# 5.1: Measures of Central Tendency

- Page ID
- 3965

Drawing pictures of the data, as I did in Figure 5.1 is an excellent way to convey the “gist” of what the data is trying to tell you, it’s often extremely useful to try to condense the data into a few simple “summary” statistics. In most situations, the first thing that you’ll want to calculate is a measure of **central tendency**. That is, you’d like to know something about the “average” or “middle” of your data lies. The two most commonly used measures are the mean, median and mode; occasionally people will also report a trimmed mean. I’ll explain each of these in turn, and then discuss when each of them is useful.

# 5.1.1 The mean

The **mean** of a set of observations is just a normal, old-fashioned average: add all of the values up, and then divide by the total number of values. The first five AFL margins were 56, 31, 56, 8 and 32, so the mean of these observations is just:

$$

\frac{56+31+56+8+32}{5}=\frac{183}{5}=36.60

\nonumber$$

Of course, this definition of the mean isn’t news to anyone: averages (i.e., means) are used so often in everyday life that this is pretty familiar stuff. However, since the concept of a mean is something that everyone already understands, I’ll use this as an excuse to start introducing some of the mathematical notation that statisticians use to describe this calculation, and talk about how the calculations would be done in R.
□ □ □ □
TO DO:
(1) From the passage on measures of central tendency, quote everything from "# 5.1: Measures" down to "them is useful.".
(2) Continue the passage on measures of central tendency from the point where it stops.

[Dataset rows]
□ □ □ □
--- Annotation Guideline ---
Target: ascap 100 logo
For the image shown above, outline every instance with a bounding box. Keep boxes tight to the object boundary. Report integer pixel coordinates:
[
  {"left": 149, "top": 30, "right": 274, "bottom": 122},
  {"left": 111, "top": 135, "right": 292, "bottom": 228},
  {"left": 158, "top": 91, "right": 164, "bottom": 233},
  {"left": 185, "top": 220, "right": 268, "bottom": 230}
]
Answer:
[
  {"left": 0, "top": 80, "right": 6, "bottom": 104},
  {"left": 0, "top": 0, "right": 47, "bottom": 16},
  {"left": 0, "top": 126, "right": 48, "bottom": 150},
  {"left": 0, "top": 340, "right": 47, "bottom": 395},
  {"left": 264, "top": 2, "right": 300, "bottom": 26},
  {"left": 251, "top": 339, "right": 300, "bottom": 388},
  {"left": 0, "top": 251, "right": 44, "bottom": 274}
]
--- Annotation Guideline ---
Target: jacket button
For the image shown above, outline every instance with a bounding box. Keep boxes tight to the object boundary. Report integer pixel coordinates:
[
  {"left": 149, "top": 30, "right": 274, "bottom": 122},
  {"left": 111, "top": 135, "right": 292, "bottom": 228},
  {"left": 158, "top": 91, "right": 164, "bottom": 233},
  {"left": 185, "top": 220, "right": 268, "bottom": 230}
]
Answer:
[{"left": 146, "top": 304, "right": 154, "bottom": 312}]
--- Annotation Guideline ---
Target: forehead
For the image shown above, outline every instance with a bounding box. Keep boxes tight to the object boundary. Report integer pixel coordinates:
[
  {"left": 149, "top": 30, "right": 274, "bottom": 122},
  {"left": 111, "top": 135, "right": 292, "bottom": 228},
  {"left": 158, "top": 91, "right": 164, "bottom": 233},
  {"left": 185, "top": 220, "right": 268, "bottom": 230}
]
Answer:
□ □ □ □
FINAL ANSWERS:
(1)
# 5.1: Measures of Central Tendency

- Page ID
- 3965

Drawing pictures of the data, as I did in Figure 5.1 is an excellent way to convey the “gist” of what the data is trying to tell you, it’s often extremely useful to try to condense the data into a few simple “summary” statistics. In most situations, the first thing that you’ll want to calculate is a measure of **central tendency**. That is, you’d like to know something about the “average” or “middle” of your data lies. The two most commonly used measures are the mean, median and mode; occasionally people will also report a trimmed mean. I’ll explain each of these in turn, and then discuss when each of them is useful.

(2)
The first piece of notation to introduce is N, which we’ll use to refer to the number of observations that we’re averaging (in this case N=5). Next, we need to attach a label to the observations themselves. It’s traditional to use X for this, and to use subscripts to indicate which observation we’re actually talking about. That is, we’ll use X_{1} to refer to the first observation, X_{2 }to refer to the second observation, and so on, all the way up to X_{N} for the last one. Or, to say the same thing in a slightly more abstract way, we use X_{i }to refer to the i-th observation. Just to make sure we’re clear on the notation, the following table lists the 5 observations in the `afl.margins`

variable, along with the mathematical symbol used to refer to it, and the actual value that the observation corresponds to:

The Observation |
Its Symbol |
The Observed Value |
---|---|---|

winning margin, game 1 | X_{1} |
56 points |

winning margin, game 2 | X_{2} |
31 points |

winning margin, game 3 | X_{3} |
56 points |

winning margin, game 4 | X_{4} |
8 points |

winning margin, game 5 | X_{5} |
32 points |

Okay, now let’s try to write a formula for the mean. By tradition, we use x̄ as the notation for the mean. So the calculation for the mean could be expressed using the following formula:

$$

\bar{X}=\frac{X_{1}+X_{2}+\ldots+X_{N-1}+X_{N}}{N}

\nonumber$$

This formula is entirely correct, but it’s terribly long, so we make use of the **summation symbol** ∑ to shorten it.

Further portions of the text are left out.